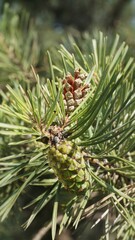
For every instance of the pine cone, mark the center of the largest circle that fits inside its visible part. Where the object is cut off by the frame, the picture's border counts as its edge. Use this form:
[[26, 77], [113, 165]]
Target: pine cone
[[74, 90], [67, 161]]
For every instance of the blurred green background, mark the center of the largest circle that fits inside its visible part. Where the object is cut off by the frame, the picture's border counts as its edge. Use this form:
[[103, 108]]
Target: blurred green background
[[43, 25]]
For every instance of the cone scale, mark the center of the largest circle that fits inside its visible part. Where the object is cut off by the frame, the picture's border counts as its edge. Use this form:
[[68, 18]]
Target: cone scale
[[68, 163], [74, 90]]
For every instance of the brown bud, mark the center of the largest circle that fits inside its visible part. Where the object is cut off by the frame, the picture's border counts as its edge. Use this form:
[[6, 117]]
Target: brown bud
[[71, 102], [78, 101], [77, 94], [77, 83], [68, 95], [85, 91], [67, 86], [71, 108]]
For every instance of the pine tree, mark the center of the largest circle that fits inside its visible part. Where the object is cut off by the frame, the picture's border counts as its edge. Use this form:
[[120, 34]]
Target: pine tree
[[83, 152]]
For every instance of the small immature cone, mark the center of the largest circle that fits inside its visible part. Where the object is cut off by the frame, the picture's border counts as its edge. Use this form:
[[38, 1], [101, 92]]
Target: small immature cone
[[67, 161], [74, 90]]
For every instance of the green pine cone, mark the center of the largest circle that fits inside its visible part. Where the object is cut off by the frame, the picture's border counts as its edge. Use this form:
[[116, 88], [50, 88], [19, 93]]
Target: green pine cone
[[69, 166]]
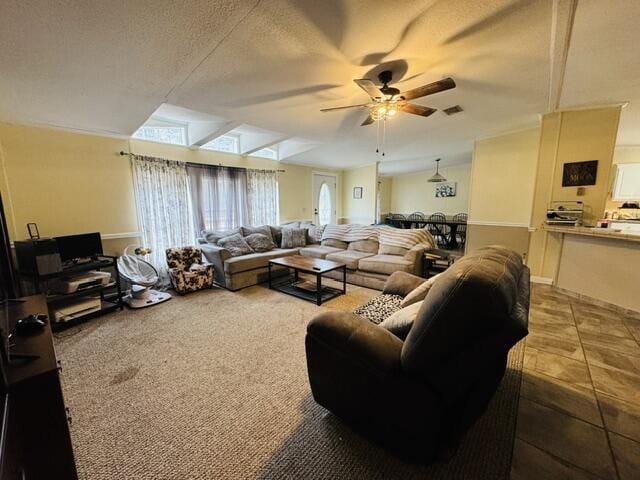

-- TASK ITEM --
Copy every record above exactly, leaving out any pictures.

-- EXPECTED ANSWER --
For every instance of the pine cone, mark the center of the largest circle that fits inside its visible part. Where the object is cut off by the frame, the picture's border counts as its edge. Use this form:
[[26, 77], [113, 165]]
Target: pine cone
[[74, 90], [67, 161]]
For every instance of the blurred green background, mark the center of the largest circle that fits inside its visible part. Where the object is cut off by the frame, the picture's border counts as its edge. Use this form:
[[103, 108]]
Target: blurred green background
[[43, 25]]
For every instance of the cone scale, mark the center of the largest circle that fits inside its visible part. Where the object is cut off by the frame, the picture's border counts as its edge. Use this form:
[[68, 18]]
Target: cone scale
[[68, 163], [74, 90]]
For every instance of the brown bud, mark the center of the largest circle that fits inside its visible part. Where the object is cut off by the frame, the picture's border counts as its edge. Use this form:
[[6, 117]]
Target: brown bud
[[71, 102], [78, 101], [77, 94], [77, 83], [68, 95], [85, 91], [67, 86], [71, 108]]
For every instance of the pine tree, mark the center of the largest circle that fits inside its visible part. Where the object is cut off by the frame, the picture's border counts as its edge. Use this form:
[[120, 34]]
Target: pine tree
[[83, 152]]
For every instance of the small immature cone, mark the center of the largest circle that fits inside its visible part. Where the object is cut off by the frame, the picture's border counts as its edge. Use this form:
[[38, 1], [101, 92]]
Target: small immature cone
[[67, 161], [74, 90]]
For every instance of the green pine cone, mark the center of the largest circle that fits inside its visible part. Where the object is cut off by the frame, the picture's border counts as its edge. Use this form:
[[116, 88], [50, 88], [19, 93]]
Target: green pine cone
[[69, 166]]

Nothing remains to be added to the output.